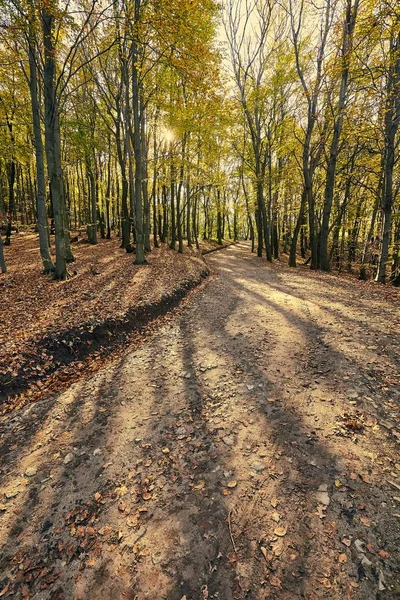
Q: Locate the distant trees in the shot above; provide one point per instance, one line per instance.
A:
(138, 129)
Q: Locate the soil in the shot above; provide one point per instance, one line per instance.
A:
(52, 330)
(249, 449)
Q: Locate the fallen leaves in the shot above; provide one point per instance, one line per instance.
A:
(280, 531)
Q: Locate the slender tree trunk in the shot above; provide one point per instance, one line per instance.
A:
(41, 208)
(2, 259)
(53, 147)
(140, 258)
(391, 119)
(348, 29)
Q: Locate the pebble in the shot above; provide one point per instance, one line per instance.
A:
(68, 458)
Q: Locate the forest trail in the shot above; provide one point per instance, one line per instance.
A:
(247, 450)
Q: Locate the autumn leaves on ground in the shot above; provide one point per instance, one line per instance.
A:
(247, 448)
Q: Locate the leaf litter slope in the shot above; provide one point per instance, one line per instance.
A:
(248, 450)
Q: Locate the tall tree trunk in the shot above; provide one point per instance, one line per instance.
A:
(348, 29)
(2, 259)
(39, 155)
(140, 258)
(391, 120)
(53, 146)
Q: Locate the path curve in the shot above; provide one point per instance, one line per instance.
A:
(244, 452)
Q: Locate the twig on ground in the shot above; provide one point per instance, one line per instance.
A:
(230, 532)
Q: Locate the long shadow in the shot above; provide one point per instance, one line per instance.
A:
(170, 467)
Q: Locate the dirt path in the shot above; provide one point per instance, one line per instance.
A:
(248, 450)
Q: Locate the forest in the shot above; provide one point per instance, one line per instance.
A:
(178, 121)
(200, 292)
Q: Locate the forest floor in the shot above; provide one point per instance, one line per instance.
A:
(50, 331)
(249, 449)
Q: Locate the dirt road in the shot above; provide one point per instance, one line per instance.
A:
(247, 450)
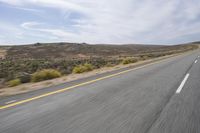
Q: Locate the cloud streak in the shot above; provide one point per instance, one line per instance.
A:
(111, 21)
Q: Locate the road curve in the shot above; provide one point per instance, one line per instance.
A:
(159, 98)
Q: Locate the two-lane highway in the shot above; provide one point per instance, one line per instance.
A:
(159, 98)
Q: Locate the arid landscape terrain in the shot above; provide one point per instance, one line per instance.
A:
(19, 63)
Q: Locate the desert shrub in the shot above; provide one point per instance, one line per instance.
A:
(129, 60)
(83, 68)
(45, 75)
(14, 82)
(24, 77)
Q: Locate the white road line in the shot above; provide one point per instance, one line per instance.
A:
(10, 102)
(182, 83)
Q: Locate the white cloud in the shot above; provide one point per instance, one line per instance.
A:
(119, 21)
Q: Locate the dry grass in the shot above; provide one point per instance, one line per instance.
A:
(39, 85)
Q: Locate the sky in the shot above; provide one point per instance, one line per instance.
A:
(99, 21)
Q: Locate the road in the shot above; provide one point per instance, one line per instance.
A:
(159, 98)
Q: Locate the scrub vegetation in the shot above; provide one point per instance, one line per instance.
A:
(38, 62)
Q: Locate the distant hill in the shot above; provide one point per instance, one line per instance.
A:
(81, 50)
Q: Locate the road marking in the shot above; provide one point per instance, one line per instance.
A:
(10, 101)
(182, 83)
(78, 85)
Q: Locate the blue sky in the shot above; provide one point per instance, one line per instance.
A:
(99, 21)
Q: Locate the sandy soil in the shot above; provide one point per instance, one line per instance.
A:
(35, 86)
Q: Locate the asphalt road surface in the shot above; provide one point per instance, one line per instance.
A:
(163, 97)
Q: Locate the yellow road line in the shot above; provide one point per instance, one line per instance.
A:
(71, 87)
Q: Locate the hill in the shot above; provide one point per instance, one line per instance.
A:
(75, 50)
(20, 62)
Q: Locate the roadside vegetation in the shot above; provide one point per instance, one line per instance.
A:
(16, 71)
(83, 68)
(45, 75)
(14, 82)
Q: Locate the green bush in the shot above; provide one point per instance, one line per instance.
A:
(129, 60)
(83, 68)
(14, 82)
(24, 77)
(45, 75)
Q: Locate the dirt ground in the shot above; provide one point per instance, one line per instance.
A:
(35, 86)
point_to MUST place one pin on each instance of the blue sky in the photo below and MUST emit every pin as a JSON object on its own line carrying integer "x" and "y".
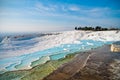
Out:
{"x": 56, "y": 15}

******************************

Please return all of the entries word for word, excluding the pictures.

## OUTPUT OF THE TASK
Q: Locate the distant trees in the shot above; provide one point per instance, one line per instance.
A:
(138, 129)
Q: Locate the soil in the shot above; provide one point per instance, one line per instance.
A:
(52, 330)
(249, 449)
Q: Locate the fallen leaves in the shot above; provide one point per instance, one line per instance.
A:
(280, 531)
Q: Locate the slender tree trunk in the shot above; provide one point per instance, one line per instance.
A:
(41, 208)
(2, 259)
(53, 147)
(140, 258)
(391, 119)
(348, 29)
Q: Locate the pebble in the shot above; provide one point per instance, one line per instance.
A:
(68, 458)
Q: Locate the forest trail in the shot above; provide one point per instance, one line per instance.
A:
(247, 450)
Q: Locate the autumn leaves on ground in the shot above; provide one point per instance, one line per instance.
A:
(247, 448)
Q: Locate the leaf litter slope in the shot above; provide one point per instance, one line per instance.
A:
(248, 450)
Q: Locate the tall tree trunk in the shot above; provide one point per instance, one line per instance.
A:
(348, 29)
(2, 259)
(39, 155)
(140, 258)
(391, 120)
(53, 146)
Q: Locate the path curve in the shot above; provide one point per instance, one line per instance.
A:
(244, 452)
Q: Locate the twig on ground in the shot above; provide one point per instance, one line per instance.
A:
(230, 532)
Q: Locate the long shadow in the shot above; provide one point per instance, one line per instance.
A:
(170, 467)
Q: Locate the dirt path in the shot above; provide one point per instance, one line per instance.
A:
(248, 450)
Q: Locate the forest in the shot above; provide one point per instance, one line per instance.
A:
(178, 121)
(200, 292)
Q: Locate the forest floor in the shot above; provide one point per instance, one line per instance.
A:
(50, 331)
(249, 449)
Q: Locate the dirt road in the shot above; provide one point per instance, one line per instance.
A:
(247, 450)
Q: Locate the cloud streak in the shot above; provide one point per instance, one line per instance.
A:
(111, 21)
Q: Locate the road curve in the shot above; provide one point per instance, one line per instance.
A:
(159, 98)
Q: Locate the two-lane highway in the shot above; provide one point per instance, one line per instance.
A:
(159, 98)
Q: Locate the arid landscape terrain in the shot above; provide one point per instance, one line per instance.
A:
(19, 63)
Q: Locate the desert shrub in the shot above; provide one point per instance, one line per instance.
A:
(129, 60)
(83, 68)
(45, 75)
(14, 82)
(24, 77)
Q: Locate the white road line in the shot above; provide one point per instance, one line per instance.
A:
(10, 102)
(182, 83)
Q: Locate the white cloud in the shot above; provide one point per instance, one line per instance.
A:
(119, 21)
Q: Locate the dry grass in the shot above; provide one point per instance, one line per instance.
A:
(39, 85)
Q: Locate the sky in the shot above; provide one point per instance, one line per instance.
A:
(99, 21)
Q: Locate the road in the shot above; provide one point per instance, one line per instance.
A:
(159, 98)
Q: Locate the scrub vegetation in the shot above; provide one point per instance, one line per instance.
A:
(38, 62)
Q: Locate the distant hill in the shot above; provide one point per instance, one line per instance.
A:
(81, 50)
Q: Locate the road marking in the shot above; provide one point per instance, one line per instance.
A:
(10, 101)
(182, 83)
(78, 85)
Q: Locate the blue sky in the shot above; provide one point per instance, one line per instance.
A:
(99, 21)
Q: Locate the sandy soil in the shot above; provide one point per instance, one line per instance.
A:
(35, 86)
Q: Locate the asphalt road surface in the shot above; provide one point per instance, one line per instance.
A:
(163, 97)
Q: Locate the yellow road line in the shot above; provide one point per instance, one line per instance.
A:
(71, 87)
Q: Locate the hill in the shot above; provide one point per instance, one line per instance.
A:
(75, 50)
(20, 62)
Q: Locate the roadside vegetation in the shot above; provide one point per instance, one line per instance.
A:
(16, 71)
(83, 68)
(45, 75)
(14, 82)
Q: Locate the green bush in the shot above; provide one point per instance, one line per instance.
A:
(129, 60)
(83, 68)
(14, 82)
(24, 77)
(45, 75)
Q: Locate the dirt ground in the shot above; provide one point per instance, one line per instance.
A:
(35, 86)
point_to MUST place one pin on each instance of the blue sky in the photo below and MUST emit every pin as a JSON object on its own line carrying integer "x" and "y".
Out:
{"x": 56, "y": 15}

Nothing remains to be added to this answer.